**Written request 1:** Reproduce the travel post about the sled dog tour and bear ranch from "If you'd like" to "like joining them.".
**Written request 2:** According to the travel post about the sled dog tour and bear ranch, which issue of Mushing Magazine featured the kennel's dogs?
**Written request 3:** Continue the travel post about the sled dog tour and bear ranch from where it stops.
[Start Supplied passage]
Here is a picture of June and the tour guide in the pup's pen. The pups are Alaskan Huskies. Alaskan Huskies are a mix of Husky and other breeds. Their mutt heritage makes them a hearty stock and of a more compliant nature than a purebred Husky.

Here is an Iditarod finisher. The Iditarod is 1,100 miles and the dogs run 100 miles a day!!!

This is a map of the Iditarod routes. The northern part of the red loop is run one year, and the southern part of the loop is run the next so as to involve more communities. The mileage difference is said to be only about 10 miles.

The owners of the kennel have had several dogs featured in Mushing Magazine. The white dog on the page is the dog, Big Ben, that June petted.

If you'd like to read about the dogs, you could probably find an archived copy of the article online. This was published in the September/October 2009 issue.

We said our goodbyes to June and Earl at the end of the sled dog tour as they had already been to Oswald's Bear Ranch. Oswald's was just four miles away, so we were able to do it in the same day.

It was in the 80's and the bears were enjoying their pond. I felt like joining them.

Although the habitats were nice and the bears obviously well cared for, we didn't find the self-guided walk-about very exciting. I think having seen bears in the wild they weren't very exciting behind the high fences. We saw some bears lying near trees. They would be easy to mistake as logs.

We decided that seeing one of the huge bears coming down the pathway around the enclosures would be extremely exciting, but are glad that didn't happen!!!

For those of you who know cooking isn't my specialty, check out this gourmet bologna sandwich I made! Who says you can't eat well on the road!
[End Supplied passage]
[Start Data section]
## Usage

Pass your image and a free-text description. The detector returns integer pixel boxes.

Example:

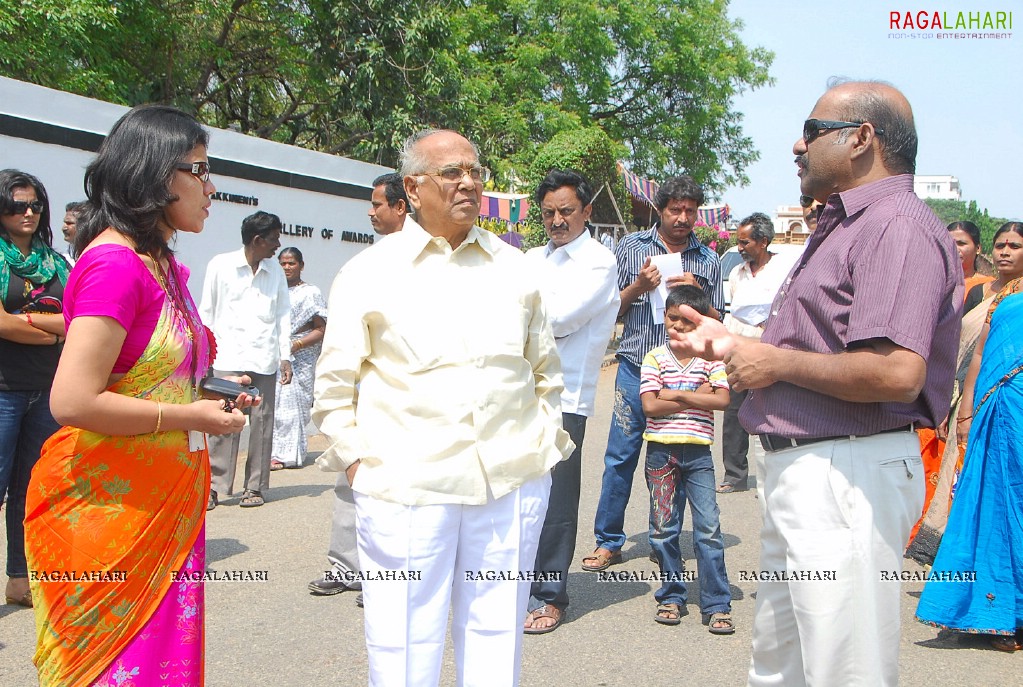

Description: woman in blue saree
[917,273,1023,651]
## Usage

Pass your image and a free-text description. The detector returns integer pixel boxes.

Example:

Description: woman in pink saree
[26,106,252,687]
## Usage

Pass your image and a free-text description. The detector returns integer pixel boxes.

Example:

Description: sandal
[522,603,563,635]
[654,603,682,625]
[582,546,622,573]
[990,637,1023,653]
[238,489,266,508]
[4,578,32,608]
[707,613,736,635]
[715,482,749,494]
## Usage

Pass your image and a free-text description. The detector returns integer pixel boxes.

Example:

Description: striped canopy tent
[697,203,731,227]
[618,162,731,226]
[618,163,660,208]
[480,191,529,224]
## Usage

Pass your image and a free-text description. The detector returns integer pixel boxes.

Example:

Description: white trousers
[748,431,924,687]
[355,472,550,687]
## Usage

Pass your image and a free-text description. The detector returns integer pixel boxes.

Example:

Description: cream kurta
[313,219,573,505]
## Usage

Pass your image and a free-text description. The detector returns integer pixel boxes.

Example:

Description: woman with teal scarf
[0,170,69,606]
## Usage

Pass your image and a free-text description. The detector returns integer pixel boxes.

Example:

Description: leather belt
[759,422,917,451]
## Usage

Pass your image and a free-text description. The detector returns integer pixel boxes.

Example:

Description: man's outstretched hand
[668,306,738,360]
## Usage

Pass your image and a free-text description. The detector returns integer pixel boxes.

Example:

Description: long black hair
[75,105,210,255]
[0,170,53,248]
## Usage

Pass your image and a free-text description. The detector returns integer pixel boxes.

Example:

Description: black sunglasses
[174,161,210,184]
[803,120,885,145]
[7,200,46,215]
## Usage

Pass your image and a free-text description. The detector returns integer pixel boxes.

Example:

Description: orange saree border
[26,427,210,686]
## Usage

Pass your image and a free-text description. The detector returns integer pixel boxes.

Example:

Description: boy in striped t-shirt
[639,285,736,635]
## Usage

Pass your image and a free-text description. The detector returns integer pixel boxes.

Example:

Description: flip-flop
[654,603,682,625]
[582,547,622,573]
[991,635,1023,653]
[522,603,564,635]
[238,489,266,508]
[707,613,736,635]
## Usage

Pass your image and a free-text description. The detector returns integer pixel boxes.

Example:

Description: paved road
[0,366,1023,687]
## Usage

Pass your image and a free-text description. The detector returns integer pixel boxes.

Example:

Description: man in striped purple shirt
[582,176,724,571]
[672,82,963,687]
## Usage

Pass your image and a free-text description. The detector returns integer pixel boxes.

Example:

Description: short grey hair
[828,77,919,174]
[739,213,774,244]
[398,128,480,177]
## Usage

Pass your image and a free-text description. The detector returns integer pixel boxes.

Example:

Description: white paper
[650,253,685,323]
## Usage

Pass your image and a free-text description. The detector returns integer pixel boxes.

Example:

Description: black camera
[198,377,259,412]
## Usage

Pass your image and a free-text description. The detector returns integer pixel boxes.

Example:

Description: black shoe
[309,578,349,596]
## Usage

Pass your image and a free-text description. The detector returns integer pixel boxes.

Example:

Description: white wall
[0,77,391,299]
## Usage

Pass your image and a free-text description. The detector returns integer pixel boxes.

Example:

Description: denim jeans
[593,357,647,551]
[0,391,60,578]
[647,442,731,614]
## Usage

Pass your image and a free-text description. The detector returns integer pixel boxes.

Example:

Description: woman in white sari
[270,247,326,470]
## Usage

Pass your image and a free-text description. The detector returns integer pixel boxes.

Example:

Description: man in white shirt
[199,211,292,510]
[309,173,408,606]
[525,170,621,635]
[717,213,793,494]
[313,130,574,686]
[60,200,85,267]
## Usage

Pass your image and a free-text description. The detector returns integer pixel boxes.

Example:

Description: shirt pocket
[245,288,277,323]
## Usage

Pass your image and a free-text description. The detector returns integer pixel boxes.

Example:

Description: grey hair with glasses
[398,129,480,177]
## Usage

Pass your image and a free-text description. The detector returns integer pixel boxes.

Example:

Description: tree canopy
[0,0,772,192]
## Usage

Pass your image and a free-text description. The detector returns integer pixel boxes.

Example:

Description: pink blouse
[64,243,189,374]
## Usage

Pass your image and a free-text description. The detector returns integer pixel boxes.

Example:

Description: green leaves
[0,0,772,192]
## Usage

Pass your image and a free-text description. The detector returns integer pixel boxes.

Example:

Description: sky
[721,0,1023,219]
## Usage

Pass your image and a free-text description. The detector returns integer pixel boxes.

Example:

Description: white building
[774,205,810,243]
[913,174,963,200]
[0,77,392,295]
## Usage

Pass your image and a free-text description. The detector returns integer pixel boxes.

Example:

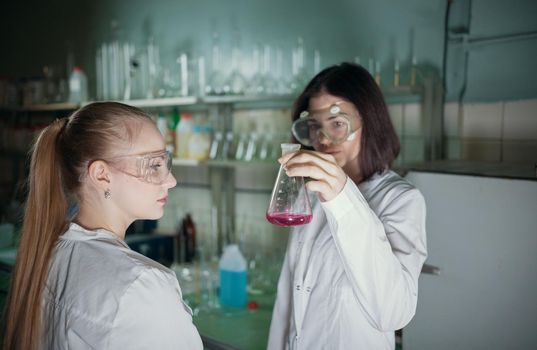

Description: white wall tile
[461,139,502,162]
[388,104,403,137]
[503,99,537,140]
[462,102,503,140]
[444,102,462,137]
[502,141,537,164]
[402,137,425,163]
[403,103,423,136]
[445,138,461,160]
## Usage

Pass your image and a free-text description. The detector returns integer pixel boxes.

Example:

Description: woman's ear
[88,160,111,191]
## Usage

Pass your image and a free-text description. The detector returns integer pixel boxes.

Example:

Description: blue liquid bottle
[219,244,247,307]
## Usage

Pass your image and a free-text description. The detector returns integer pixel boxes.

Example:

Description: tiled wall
[444,99,537,164]
[159,99,537,257]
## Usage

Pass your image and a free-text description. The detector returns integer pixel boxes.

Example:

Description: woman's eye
[150,163,162,171]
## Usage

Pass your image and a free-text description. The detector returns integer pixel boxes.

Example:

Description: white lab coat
[42,224,203,350]
[268,171,427,350]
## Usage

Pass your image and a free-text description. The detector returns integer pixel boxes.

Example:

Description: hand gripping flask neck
[266,143,313,226]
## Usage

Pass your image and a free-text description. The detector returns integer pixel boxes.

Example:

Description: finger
[286,163,335,183]
[306,181,333,198]
[285,152,340,176]
[278,151,300,164]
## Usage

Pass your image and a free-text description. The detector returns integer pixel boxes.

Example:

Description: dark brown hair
[293,63,400,180]
[3,102,151,350]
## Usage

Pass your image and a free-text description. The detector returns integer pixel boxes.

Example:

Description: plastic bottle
[188,125,211,160]
[175,113,194,159]
[219,244,246,307]
[183,214,196,262]
[69,66,88,103]
[164,108,181,155]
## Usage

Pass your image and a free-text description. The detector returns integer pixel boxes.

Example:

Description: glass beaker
[266,143,313,226]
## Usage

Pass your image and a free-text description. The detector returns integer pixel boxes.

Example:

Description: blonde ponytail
[3,118,68,350]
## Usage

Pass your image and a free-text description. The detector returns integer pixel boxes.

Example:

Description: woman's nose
[317,130,332,146]
[164,171,177,188]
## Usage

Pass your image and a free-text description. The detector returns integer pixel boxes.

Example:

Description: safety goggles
[108,151,172,185]
[291,101,361,147]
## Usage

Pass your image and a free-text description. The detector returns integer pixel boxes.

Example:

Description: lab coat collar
[60,222,128,248]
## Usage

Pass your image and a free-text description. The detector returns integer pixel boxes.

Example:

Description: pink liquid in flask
[267,213,313,226]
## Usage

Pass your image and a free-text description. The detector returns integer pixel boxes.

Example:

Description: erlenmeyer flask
[266,143,313,226]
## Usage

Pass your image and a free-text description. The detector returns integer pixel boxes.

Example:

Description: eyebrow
[112,148,168,159]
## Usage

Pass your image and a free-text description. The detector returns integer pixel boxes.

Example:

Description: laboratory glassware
[266,143,313,226]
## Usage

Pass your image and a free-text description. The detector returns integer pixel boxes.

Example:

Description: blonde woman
[4,102,202,350]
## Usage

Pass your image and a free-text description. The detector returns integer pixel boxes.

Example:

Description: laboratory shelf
[14,102,80,112]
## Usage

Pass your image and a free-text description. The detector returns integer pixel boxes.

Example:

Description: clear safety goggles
[291,102,361,147]
[109,151,172,185]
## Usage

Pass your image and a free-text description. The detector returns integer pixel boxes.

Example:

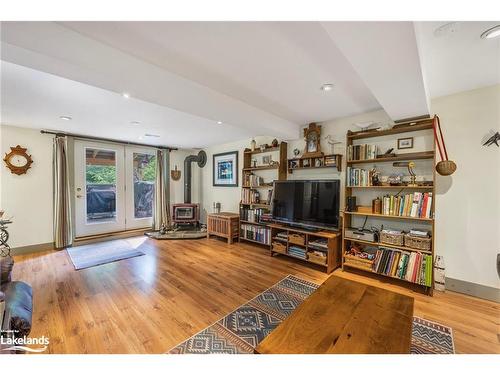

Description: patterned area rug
[168,275,454,354]
[411,316,455,354]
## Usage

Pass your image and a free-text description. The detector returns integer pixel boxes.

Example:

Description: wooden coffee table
[255,276,413,354]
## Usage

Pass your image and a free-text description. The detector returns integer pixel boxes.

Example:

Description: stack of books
[325,156,337,167]
[240,224,271,245]
[241,189,260,204]
[288,245,307,259]
[347,144,377,161]
[308,238,328,251]
[382,191,433,219]
[243,173,264,186]
[240,207,266,223]
[276,232,288,241]
[372,248,432,286]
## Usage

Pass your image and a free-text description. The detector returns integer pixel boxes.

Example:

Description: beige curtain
[153,150,170,230]
[53,137,73,249]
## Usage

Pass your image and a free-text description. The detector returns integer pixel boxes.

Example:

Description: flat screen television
[271,180,340,230]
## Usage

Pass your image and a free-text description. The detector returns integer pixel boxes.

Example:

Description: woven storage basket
[380,232,404,246]
[405,234,432,251]
[307,252,326,265]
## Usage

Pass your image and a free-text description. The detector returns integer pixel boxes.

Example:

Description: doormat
[66,240,144,270]
[144,230,207,240]
[168,275,454,354]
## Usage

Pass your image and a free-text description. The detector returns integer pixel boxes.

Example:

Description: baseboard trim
[10,242,54,255]
[445,277,500,302]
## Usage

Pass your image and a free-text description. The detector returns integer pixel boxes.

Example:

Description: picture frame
[212,151,238,187]
[398,137,413,150]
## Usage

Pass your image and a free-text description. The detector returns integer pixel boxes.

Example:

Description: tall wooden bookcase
[240,142,287,246]
[342,119,436,295]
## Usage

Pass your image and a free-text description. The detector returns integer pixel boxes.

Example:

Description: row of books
[347,144,377,161]
[288,245,307,259]
[346,167,373,186]
[243,173,264,186]
[325,156,337,167]
[240,207,267,223]
[382,191,432,219]
[308,238,328,251]
[240,224,271,245]
[241,189,260,204]
[372,248,432,286]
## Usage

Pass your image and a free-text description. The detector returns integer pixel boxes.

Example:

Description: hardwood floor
[14,237,500,353]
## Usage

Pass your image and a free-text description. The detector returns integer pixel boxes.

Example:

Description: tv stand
[269,224,341,273]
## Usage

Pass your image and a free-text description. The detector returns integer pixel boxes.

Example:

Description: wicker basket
[307,252,326,266]
[380,232,404,246]
[405,234,432,251]
[273,241,286,254]
[436,160,457,176]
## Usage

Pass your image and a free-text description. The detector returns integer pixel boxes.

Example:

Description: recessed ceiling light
[434,22,460,38]
[321,83,333,91]
[481,25,500,39]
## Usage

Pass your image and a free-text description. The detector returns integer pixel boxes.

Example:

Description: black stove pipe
[184,150,207,203]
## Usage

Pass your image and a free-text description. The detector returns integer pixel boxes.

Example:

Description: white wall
[431,85,500,288]
[0,125,201,248]
[0,125,53,247]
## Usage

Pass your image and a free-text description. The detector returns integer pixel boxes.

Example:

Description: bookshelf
[342,118,436,295]
[287,154,342,173]
[240,142,287,246]
[269,223,341,273]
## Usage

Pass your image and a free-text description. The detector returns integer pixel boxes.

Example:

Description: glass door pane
[125,146,156,229]
[85,148,116,224]
[132,152,156,219]
[74,140,126,237]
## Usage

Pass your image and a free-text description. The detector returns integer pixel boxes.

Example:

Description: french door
[74,140,156,237]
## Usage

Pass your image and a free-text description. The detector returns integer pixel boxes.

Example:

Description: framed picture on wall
[213,151,238,186]
[398,137,413,150]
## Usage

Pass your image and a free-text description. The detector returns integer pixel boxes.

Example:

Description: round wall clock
[3,145,33,175]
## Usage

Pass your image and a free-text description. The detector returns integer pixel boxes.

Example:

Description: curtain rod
[40,130,178,151]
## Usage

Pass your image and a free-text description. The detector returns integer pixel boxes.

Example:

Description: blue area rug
[66,240,144,270]
[169,276,454,354]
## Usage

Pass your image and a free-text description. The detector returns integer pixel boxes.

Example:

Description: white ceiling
[1,22,500,147]
[1,61,252,148]
[416,21,500,98]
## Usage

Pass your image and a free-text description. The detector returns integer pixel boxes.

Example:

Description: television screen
[272,180,340,229]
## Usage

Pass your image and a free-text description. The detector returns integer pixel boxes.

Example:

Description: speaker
[347,197,356,212]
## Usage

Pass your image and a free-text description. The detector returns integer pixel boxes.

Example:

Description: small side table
[207,212,240,244]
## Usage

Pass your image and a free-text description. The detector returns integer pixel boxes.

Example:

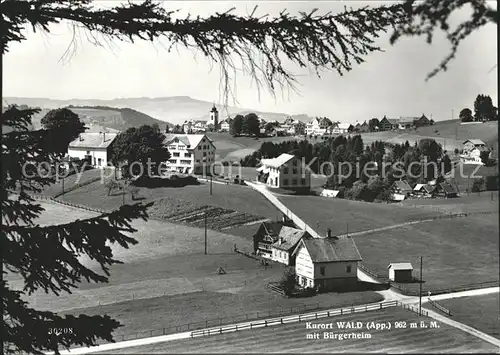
[End Data section]
**Task result 1:**
If you'd like to read about the dogs, you could probably find an archived copy of the article online. This was published in the September/October 2009 issue.

We said our goodbyes to June and Earl at the end of the sled dog tour as they had already been to Oswald's Bear Ranch. Oswald's was just four miles away, so we were able to do it in the same day.

It was in the 80's and the bears were enjoying their pond. I felt like joining them.

**Task result 2:** The September/October 2009 issue.

**Task result 3:**
Traveling down the road the animals did stints in the camper and the backseat of the truck. Otis is right at home sleeping between Prin and Sugar. Charles is happiest remaining in the camper.

Right up through Saturday before our departure, I was completing shelter projects. When we cut the plastic for the sneeze guards we had an extra 12" wide strip left over. I had been mulling over ideas for using it. It came to me close to our departure to use it as barriers on the backs of the cages to help keep litter from being kicked out of the cages. It's experimental, and the shelter staff will see whether the idea is a keeper. The idea of creating walkways behind the cages for sweeping up wayward litter was spawned from the litter guards.

The new cage arrangement is being tested, and the staff will tweak it as necessary. I'll miss my shelter activities and all the people involved with making it the best it can be for the animals. They've given me a great send-off that will keep me thinking of wanting to come back!

One more cat special was posted for September before leaving! Love those kitties! I plan to make flyers for future specials from the road.